** start Source passage **
Going to heaven or getting to heaven is not why I believe. It's not really even on my faith radar. It's not something I think about like ever. I don't wonder what heaven will be like. I don't wonder if there will be angels on clouds or harps and golden halos. I rarely if ever even wonder who will be there or who won't even me. It's just not something I take the time to think about and definitely not worry about. I don't think this is a bad thing but I do think it can be an obstacle in my ministry sometimes because there are a whole l lot of people who do worry about these things. It seems like the "right" answer if it were going to come from my lips would reduce their anxiety, giving them comfort and peace, and maybe just maybe free up some of their mental energy to give back to the cause of working on making the kingdom of heaven visible here on earth.

That seems way more worthy if my time and effort. That's what excites me much more than spending a whole lot of energy trying to teach people the right answer to give to the right question, the right prayer to pray to save their right souls, or the right formula to recite at the right moment to convince themselves or others they know the one and only way to anything.
** end Source passage **
** start Data shown **
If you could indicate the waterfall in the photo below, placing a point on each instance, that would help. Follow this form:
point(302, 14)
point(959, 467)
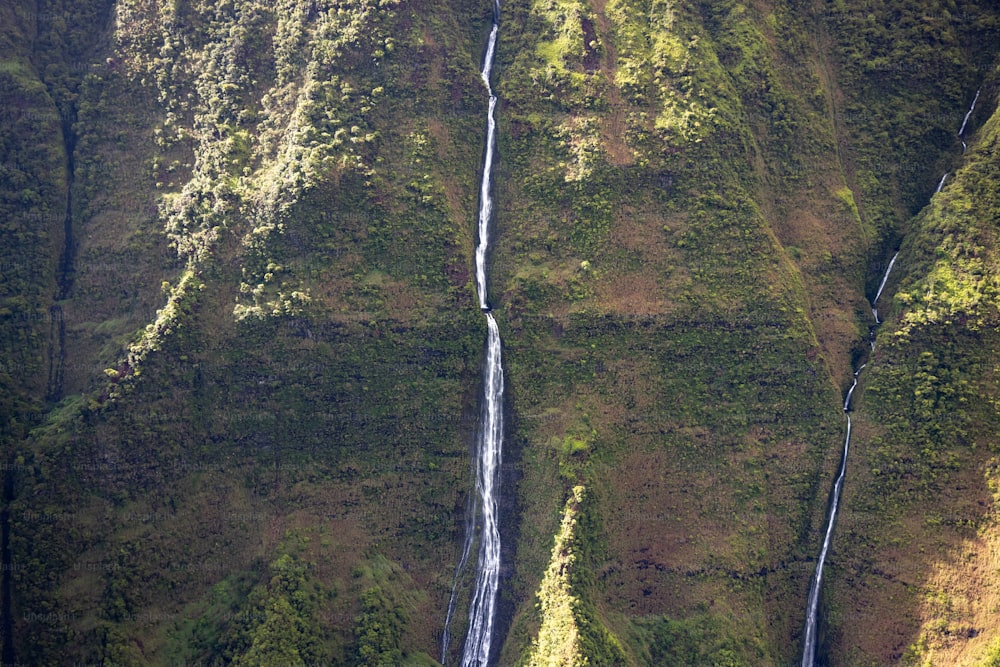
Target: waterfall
point(965, 121)
point(812, 605)
point(482, 521)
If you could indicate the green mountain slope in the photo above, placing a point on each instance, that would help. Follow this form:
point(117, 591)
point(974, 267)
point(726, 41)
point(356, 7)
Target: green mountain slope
point(242, 350)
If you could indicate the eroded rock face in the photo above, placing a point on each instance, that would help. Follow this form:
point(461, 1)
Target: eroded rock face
point(242, 353)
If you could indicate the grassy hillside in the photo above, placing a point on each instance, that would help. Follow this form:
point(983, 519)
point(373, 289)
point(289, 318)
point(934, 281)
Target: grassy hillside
point(242, 350)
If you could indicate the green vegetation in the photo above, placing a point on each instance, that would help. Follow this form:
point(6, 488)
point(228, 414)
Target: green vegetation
point(241, 384)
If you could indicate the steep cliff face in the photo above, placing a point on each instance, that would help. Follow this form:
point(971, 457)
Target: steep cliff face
point(242, 348)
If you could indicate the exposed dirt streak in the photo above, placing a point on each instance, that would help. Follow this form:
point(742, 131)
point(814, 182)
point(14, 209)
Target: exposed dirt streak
point(612, 125)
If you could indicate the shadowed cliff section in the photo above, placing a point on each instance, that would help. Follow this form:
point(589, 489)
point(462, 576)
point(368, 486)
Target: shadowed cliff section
point(261, 445)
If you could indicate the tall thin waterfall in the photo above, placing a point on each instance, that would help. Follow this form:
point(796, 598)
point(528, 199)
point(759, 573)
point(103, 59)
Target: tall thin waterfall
point(489, 440)
point(812, 605)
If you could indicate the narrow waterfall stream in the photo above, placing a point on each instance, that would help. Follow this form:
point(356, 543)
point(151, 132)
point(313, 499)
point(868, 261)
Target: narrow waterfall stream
point(483, 519)
point(812, 603)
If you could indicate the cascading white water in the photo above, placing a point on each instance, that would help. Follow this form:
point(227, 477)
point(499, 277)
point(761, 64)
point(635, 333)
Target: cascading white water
point(482, 609)
point(485, 196)
point(812, 605)
point(965, 121)
point(941, 183)
point(882, 284)
point(489, 441)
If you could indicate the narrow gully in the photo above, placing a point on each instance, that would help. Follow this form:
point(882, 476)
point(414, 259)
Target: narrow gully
point(482, 526)
point(812, 602)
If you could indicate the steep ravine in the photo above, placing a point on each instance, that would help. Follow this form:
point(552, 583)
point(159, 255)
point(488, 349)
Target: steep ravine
point(813, 620)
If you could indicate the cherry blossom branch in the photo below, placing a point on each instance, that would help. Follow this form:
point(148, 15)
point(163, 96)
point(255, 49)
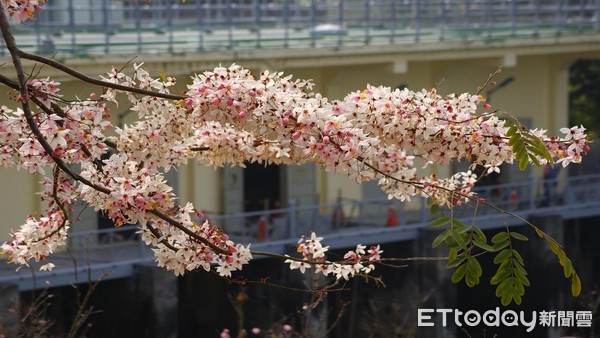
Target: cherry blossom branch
point(188, 232)
point(24, 93)
point(158, 236)
point(91, 80)
point(11, 45)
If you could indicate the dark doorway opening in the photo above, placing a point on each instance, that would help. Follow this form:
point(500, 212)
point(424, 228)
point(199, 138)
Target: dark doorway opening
point(262, 187)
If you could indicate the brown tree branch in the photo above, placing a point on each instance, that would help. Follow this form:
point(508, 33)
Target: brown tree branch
point(85, 78)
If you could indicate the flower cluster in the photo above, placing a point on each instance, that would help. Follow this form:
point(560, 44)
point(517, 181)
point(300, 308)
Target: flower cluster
point(22, 10)
point(37, 238)
point(359, 261)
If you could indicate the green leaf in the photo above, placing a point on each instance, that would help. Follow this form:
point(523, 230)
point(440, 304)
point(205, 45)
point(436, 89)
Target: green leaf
point(458, 238)
point(502, 256)
point(440, 238)
point(504, 271)
point(459, 273)
point(440, 221)
point(518, 236)
point(434, 209)
point(539, 232)
point(456, 261)
point(480, 235)
point(501, 245)
point(567, 267)
point(523, 161)
point(518, 256)
point(535, 161)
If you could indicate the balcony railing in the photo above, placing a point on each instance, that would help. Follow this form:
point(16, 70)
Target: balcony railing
point(113, 253)
point(68, 27)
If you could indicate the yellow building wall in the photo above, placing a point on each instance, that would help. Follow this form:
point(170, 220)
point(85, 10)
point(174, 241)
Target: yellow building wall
point(539, 92)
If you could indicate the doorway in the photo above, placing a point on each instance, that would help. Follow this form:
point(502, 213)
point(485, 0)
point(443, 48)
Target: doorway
point(262, 187)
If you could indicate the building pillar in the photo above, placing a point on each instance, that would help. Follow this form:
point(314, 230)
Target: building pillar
point(9, 310)
point(436, 288)
point(157, 302)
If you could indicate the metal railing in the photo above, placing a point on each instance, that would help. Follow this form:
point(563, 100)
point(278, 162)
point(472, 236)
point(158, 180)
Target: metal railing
point(71, 27)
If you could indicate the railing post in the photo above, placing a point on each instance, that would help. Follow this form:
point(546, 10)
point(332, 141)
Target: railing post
point(169, 10)
point(286, 23)
point(313, 22)
point(293, 221)
point(138, 25)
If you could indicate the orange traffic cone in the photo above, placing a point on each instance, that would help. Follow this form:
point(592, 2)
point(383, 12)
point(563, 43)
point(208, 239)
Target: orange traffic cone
point(392, 220)
point(261, 232)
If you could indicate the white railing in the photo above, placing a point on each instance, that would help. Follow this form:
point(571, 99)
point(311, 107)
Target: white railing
point(123, 27)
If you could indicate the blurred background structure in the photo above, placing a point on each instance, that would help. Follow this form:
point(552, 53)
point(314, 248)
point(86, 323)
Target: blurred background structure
point(342, 45)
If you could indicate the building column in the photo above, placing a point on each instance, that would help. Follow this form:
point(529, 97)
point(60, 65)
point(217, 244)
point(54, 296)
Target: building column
point(9, 311)
point(157, 302)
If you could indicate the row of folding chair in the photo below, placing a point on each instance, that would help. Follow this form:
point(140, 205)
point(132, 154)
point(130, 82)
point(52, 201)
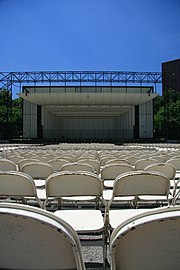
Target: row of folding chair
point(148, 240)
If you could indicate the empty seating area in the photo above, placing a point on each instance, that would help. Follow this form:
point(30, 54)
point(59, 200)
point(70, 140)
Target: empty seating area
point(96, 200)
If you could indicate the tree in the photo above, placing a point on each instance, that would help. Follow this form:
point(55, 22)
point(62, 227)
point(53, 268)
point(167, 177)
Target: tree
point(167, 115)
point(172, 114)
point(159, 116)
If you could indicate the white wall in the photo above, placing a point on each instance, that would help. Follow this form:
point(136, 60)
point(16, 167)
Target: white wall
point(29, 120)
point(146, 120)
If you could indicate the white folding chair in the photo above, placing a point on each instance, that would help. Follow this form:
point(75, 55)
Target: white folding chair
point(73, 187)
point(7, 165)
point(39, 171)
point(18, 186)
point(147, 241)
point(110, 171)
point(136, 187)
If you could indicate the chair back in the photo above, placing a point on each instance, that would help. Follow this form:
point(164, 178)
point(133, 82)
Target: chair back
point(77, 167)
point(37, 170)
point(168, 169)
point(111, 171)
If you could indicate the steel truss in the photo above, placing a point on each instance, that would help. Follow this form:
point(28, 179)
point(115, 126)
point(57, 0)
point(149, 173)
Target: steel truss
point(8, 79)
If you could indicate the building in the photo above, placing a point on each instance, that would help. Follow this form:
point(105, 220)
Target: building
point(88, 113)
point(171, 75)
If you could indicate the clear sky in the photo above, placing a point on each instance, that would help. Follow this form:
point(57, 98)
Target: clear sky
point(59, 35)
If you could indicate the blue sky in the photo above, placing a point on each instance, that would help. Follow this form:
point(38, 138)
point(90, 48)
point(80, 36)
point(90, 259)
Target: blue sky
point(123, 35)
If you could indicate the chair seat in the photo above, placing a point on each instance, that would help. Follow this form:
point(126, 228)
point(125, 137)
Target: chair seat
point(41, 193)
point(117, 217)
point(83, 220)
point(79, 198)
point(108, 183)
point(39, 182)
point(107, 195)
point(154, 198)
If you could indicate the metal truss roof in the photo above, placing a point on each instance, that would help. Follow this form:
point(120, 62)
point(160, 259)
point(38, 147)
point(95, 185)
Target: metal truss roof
point(8, 79)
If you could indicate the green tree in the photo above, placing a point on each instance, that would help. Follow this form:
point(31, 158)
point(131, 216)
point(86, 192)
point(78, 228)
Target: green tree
point(172, 114)
point(159, 116)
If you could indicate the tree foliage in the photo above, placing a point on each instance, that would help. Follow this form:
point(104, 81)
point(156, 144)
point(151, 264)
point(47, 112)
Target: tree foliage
point(167, 115)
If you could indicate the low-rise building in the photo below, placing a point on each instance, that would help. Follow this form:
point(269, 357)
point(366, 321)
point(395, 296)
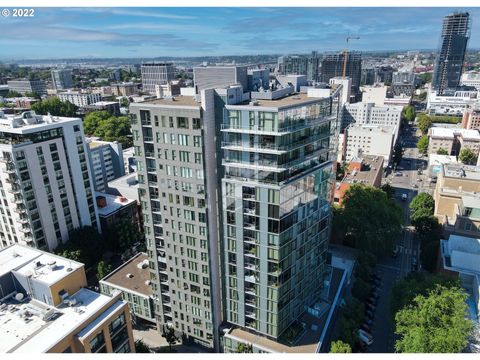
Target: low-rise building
point(457, 199)
point(461, 255)
point(46, 307)
point(453, 140)
point(80, 99)
point(366, 170)
point(361, 139)
point(132, 280)
point(106, 162)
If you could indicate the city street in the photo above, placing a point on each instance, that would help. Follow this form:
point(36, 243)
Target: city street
point(392, 269)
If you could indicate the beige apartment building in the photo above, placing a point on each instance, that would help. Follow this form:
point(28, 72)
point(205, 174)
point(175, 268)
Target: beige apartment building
point(45, 307)
point(457, 199)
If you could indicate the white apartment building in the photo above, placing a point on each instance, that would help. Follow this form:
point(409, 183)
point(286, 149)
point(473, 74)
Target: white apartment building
point(45, 181)
point(362, 139)
point(80, 99)
point(453, 140)
point(106, 162)
point(471, 79)
point(371, 114)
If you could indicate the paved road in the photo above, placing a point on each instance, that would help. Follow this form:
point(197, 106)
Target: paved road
point(392, 269)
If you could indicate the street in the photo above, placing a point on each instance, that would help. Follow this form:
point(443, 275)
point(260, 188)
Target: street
point(405, 180)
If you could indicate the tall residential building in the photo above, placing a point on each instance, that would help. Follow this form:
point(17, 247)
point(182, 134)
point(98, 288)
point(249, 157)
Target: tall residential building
point(156, 74)
point(46, 307)
point(301, 65)
point(24, 86)
point(47, 188)
point(79, 98)
point(333, 65)
point(270, 155)
point(213, 77)
point(451, 55)
point(106, 162)
point(276, 198)
point(62, 79)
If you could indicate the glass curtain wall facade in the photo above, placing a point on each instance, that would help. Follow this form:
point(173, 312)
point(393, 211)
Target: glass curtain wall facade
point(276, 195)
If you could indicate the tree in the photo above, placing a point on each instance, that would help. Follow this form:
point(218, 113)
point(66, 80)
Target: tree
point(409, 113)
point(13, 93)
point(169, 335)
point(422, 144)
point(371, 219)
point(141, 347)
point(435, 323)
point(414, 284)
point(423, 201)
point(55, 107)
point(244, 348)
point(389, 190)
point(468, 157)
point(339, 347)
point(103, 269)
point(424, 122)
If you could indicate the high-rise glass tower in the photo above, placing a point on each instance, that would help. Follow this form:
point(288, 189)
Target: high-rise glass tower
point(451, 55)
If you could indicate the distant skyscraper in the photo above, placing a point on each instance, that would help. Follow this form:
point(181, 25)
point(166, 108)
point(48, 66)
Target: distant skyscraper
point(45, 181)
point(333, 64)
point(156, 74)
point(451, 55)
point(301, 65)
point(62, 79)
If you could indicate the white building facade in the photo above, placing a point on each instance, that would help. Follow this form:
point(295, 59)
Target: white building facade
point(45, 180)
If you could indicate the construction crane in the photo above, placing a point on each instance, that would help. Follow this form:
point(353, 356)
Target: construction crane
point(345, 53)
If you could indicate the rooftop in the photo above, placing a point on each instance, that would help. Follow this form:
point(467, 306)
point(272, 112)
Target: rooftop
point(173, 101)
point(468, 172)
point(30, 326)
point(134, 275)
point(43, 266)
point(287, 101)
point(113, 203)
point(29, 122)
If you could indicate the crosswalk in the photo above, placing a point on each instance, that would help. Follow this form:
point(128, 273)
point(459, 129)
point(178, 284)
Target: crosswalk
point(406, 251)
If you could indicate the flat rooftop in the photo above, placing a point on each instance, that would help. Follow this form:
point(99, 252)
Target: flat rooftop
point(114, 203)
point(43, 266)
point(287, 101)
point(28, 122)
point(311, 336)
point(468, 172)
point(173, 101)
point(371, 166)
point(135, 283)
point(30, 326)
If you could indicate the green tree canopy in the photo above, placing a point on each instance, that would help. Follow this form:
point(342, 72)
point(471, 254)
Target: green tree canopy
point(468, 157)
point(417, 283)
point(371, 218)
point(435, 323)
point(423, 201)
point(339, 347)
point(108, 128)
point(55, 107)
point(422, 144)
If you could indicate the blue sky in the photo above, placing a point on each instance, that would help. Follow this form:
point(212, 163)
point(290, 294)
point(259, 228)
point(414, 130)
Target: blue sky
point(157, 32)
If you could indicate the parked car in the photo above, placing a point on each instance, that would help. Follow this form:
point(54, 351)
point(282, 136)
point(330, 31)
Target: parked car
point(365, 337)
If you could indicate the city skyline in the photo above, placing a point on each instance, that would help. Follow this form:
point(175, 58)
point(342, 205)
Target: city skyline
point(183, 32)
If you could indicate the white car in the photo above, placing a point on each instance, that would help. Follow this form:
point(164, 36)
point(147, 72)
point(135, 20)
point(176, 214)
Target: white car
point(365, 337)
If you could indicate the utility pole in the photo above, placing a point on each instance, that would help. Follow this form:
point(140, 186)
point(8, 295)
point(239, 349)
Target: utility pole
point(345, 54)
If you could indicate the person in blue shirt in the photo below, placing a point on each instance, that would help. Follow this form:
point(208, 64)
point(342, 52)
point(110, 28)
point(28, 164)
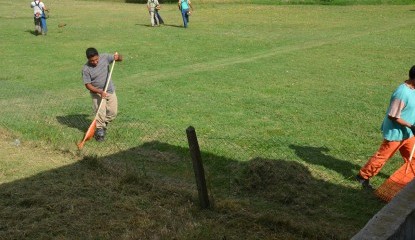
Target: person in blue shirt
point(184, 7)
point(398, 131)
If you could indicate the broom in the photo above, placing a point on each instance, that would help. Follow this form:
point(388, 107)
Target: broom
point(91, 130)
point(398, 180)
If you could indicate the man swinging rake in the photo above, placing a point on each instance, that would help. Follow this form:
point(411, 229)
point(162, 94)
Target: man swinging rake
point(97, 79)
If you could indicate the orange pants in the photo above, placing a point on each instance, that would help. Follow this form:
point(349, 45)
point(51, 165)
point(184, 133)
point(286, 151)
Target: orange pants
point(386, 151)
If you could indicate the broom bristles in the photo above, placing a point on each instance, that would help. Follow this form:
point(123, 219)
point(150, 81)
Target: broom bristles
point(395, 183)
point(88, 135)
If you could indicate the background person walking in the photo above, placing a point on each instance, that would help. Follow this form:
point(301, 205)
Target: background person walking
point(185, 11)
point(398, 131)
point(94, 74)
point(39, 17)
point(151, 6)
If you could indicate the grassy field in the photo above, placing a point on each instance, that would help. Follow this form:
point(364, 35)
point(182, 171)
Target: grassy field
point(287, 102)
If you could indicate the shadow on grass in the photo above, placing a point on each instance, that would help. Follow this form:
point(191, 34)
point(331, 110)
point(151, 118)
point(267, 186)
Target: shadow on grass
point(148, 192)
point(79, 121)
point(319, 156)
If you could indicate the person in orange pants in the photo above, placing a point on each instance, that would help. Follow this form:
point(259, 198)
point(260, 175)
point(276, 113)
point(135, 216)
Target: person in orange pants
point(397, 128)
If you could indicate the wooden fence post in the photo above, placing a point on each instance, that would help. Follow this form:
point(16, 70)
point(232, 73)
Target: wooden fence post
point(198, 167)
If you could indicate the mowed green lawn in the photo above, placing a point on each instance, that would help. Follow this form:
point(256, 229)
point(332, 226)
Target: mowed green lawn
point(301, 89)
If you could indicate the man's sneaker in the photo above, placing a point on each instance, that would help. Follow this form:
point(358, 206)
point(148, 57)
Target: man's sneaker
point(364, 182)
point(100, 135)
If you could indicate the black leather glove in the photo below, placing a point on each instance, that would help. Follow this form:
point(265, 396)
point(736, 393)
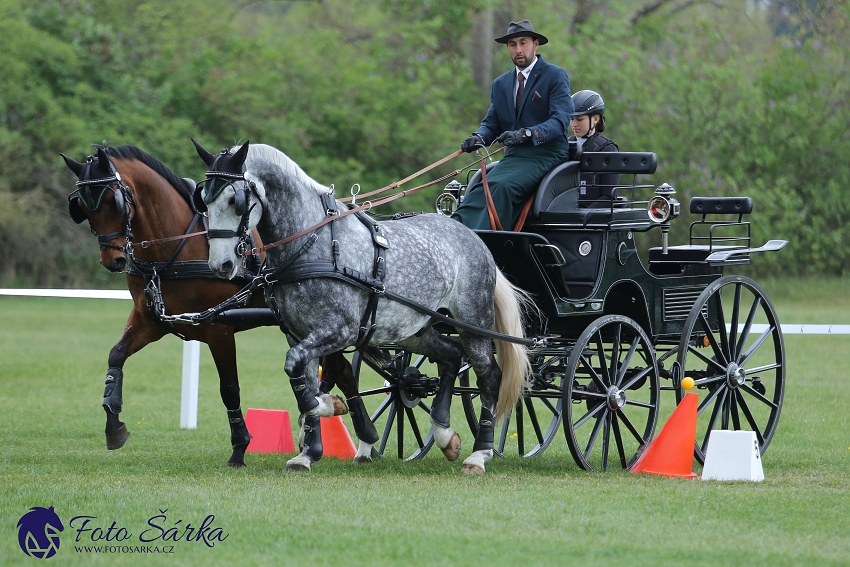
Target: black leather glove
point(472, 143)
point(513, 137)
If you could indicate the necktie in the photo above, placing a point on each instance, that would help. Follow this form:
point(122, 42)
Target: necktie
point(521, 78)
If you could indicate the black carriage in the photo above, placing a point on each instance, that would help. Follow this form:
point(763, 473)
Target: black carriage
point(613, 333)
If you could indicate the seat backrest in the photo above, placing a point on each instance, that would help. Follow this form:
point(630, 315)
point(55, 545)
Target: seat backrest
point(558, 190)
point(721, 205)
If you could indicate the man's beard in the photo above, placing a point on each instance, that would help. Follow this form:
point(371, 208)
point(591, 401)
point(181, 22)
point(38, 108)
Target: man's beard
point(526, 61)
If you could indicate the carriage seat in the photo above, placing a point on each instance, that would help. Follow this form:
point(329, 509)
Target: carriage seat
point(697, 253)
point(557, 198)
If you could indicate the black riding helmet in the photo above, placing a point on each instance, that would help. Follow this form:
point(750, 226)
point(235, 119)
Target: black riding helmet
point(589, 103)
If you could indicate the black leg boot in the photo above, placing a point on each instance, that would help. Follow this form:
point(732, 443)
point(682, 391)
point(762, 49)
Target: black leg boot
point(305, 393)
point(239, 438)
point(441, 408)
point(313, 437)
point(113, 401)
point(486, 430)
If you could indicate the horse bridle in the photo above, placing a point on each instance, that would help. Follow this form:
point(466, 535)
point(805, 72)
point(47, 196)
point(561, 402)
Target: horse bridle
point(90, 193)
point(218, 181)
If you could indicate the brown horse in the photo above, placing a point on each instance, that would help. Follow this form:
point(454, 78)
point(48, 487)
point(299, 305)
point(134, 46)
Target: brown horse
point(129, 197)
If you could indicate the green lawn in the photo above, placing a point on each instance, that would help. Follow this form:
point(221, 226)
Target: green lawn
point(542, 511)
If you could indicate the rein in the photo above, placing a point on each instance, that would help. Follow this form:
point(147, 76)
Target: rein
point(382, 201)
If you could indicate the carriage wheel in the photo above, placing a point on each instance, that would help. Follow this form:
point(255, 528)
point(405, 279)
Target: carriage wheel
point(733, 349)
point(611, 394)
point(399, 405)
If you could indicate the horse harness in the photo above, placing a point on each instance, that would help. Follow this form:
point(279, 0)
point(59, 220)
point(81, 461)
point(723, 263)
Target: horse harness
point(91, 192)
point(294, 270)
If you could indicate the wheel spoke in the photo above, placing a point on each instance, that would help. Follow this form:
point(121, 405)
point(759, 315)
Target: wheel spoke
point(668, 354)
point(381, 409)
point(630, 426)
point(614, 370)
point(733, 406)
point(520, 428)
point(504, 435)
point(707, 360)
point(606, 440)
point(764, 368)
point(621, 375)
point(414, 426)
point(388, 427)
point(755, 346)
point(603, 365)
point(745, 332)
point(587, 416)
point(709, 380)
point(745, 409)
point(639, 404)
point(733, 329)
point(637, 377)
point(707, 400)
point(721, 402)
point(721, 326)
point(724, 416)
point(535, 423)
point(619, 439)
point(758, 396)
point(400, 431)
point(718, 352)
point(593, 375)
point(548, 404)
point(593, 435)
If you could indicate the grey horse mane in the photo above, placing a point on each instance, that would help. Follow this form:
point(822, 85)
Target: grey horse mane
point(258, 154)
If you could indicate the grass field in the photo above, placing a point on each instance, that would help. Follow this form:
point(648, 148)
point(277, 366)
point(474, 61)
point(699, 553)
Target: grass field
point(542, 511)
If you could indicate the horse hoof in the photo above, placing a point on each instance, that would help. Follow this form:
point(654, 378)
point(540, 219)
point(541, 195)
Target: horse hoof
point(452, 450)
point(116, 439)
point(340, 407)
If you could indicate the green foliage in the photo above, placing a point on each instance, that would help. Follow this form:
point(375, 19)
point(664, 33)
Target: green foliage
point(735, 100)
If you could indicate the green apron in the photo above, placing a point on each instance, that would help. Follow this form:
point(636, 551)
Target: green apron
point(512, 182)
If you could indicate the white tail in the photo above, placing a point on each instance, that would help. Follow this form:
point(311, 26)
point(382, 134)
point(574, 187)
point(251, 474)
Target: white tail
point(510, 301)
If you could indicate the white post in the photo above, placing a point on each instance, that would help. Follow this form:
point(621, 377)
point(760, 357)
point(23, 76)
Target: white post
point(189, 397)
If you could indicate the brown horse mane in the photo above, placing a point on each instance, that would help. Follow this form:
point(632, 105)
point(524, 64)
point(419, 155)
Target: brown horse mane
point(183, 187)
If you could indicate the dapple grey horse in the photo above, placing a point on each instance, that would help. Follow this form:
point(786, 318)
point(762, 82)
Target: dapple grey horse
point(324, 281)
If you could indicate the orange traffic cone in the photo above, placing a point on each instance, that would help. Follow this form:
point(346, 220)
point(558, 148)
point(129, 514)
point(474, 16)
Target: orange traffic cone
point(336, 441)
point(671, 453)
point(271, 431)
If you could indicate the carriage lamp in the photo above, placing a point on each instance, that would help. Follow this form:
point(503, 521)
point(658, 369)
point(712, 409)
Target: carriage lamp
point(447, 201)
point(662, 209)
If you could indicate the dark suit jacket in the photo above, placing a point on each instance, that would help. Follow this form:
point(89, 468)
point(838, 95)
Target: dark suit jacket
point(546, 107)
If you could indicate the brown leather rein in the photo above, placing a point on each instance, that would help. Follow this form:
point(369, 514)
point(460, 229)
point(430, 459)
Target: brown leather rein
point(364, 207)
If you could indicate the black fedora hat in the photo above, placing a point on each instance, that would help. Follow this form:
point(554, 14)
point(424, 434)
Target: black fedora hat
point(522, 29)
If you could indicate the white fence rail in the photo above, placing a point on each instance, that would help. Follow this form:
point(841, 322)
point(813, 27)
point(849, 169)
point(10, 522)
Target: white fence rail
point(192, 349)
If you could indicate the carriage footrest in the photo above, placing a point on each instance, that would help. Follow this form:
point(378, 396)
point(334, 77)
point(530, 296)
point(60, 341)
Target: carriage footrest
point(688, 253)
point(697, 253)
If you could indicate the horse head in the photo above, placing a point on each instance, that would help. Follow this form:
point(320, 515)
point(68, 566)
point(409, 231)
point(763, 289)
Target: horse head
point(230, 201)
point(102, 198)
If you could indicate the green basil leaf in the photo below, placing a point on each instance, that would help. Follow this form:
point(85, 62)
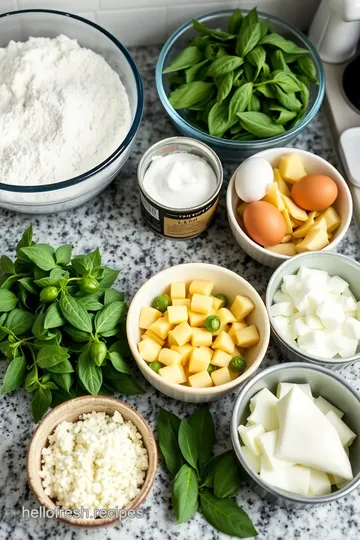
** end Data shown **
> [Problems]
- 1) List the three "right" things the source passage says the writer would rather not spend energy teaching people.
- 2) In the records, rewrite the stretch from the line containing "If you could indicate the tall thin" through the line containing "point(85, 78)", requests included. Scale each answer coordinate by 2.3 and round it to a whole number, with halves going up, but keep the sample coordinates in the requests as they are and leave out the pictures.

> [Full answers]
- 1)
- the right answer to give to the right question
- the right prayer to pray to save their right souls
- the right formula to recite at the right moment to convince themselves or others they know the one and only way to anything

- 2)
If you could indicate the tall thin waterfall in the photo above, placing a point on each instance, that would help. Follow this form:
point(796, 598)
point(528, 199)
point(759, 573)
point(103, 59)
Target: tall thin waterfall
point(1125, 1012)
point(1868, 1392)
If you could indicate the narrow waterfall stream in the photo above, placing a point on each instance, that would help. Follow this form:
point(356, 543)
point(151, 132)
point(313, 499)
point(868, 261)
Target: narrow waterfall stream
point(1111, 1194)
point(1868, 1387)
If you could indicate the cascading white water in the photo above, placing a point on each instance, that would help. Follow this form:
point(227, 477)
point(499, 277)
point(761, 64)
point(635, 333)
Target: cascading white water
point(1109, 1401)
point(1116, 451)
point(1868, 1392)
point(2220, 278)
point(2164, 421)
point(2029, 653)
point(1125, 1014)
If you could indicate the narrow gully in the photo above, placing a point on each instance, that would help. Follow this form:
point(882, 476)
point(414, 259)
Target: narrow gully
point(1109, 1210)
point(1868, 1385)
If you could indicate the steep ravine in the photo above, placing a point on each instance, that would help. Follow this form:
point(552, 583)
point(159, 255)
point(488, 349)
Target: steep ravine
point(1870, 1426)
If you could indicate the cherry blossom branch in the photo below, placing a point on each instance, that would help. Follow this form:
point(148, 15)
point(163, 96)
point(255, 49)
Target: cherry blossom branch
point(432, 534)
point(55, 214)
point(363, 543)
point(209, 184)
point(25, 104)
If you could indicate the dark doorway opening in the photo above, placing a point on each instance, that would help. Follow this form:
point(500, 212)
point(424, 228)
point(199, 138)
Target: dark doorway opening
point(603, 430)
If you could indicate the brown tree branch in the photo above, placing a point on each instance, that would help. Follow this form:
point(508, 33)
Target: brown tree branch
point(196, 179)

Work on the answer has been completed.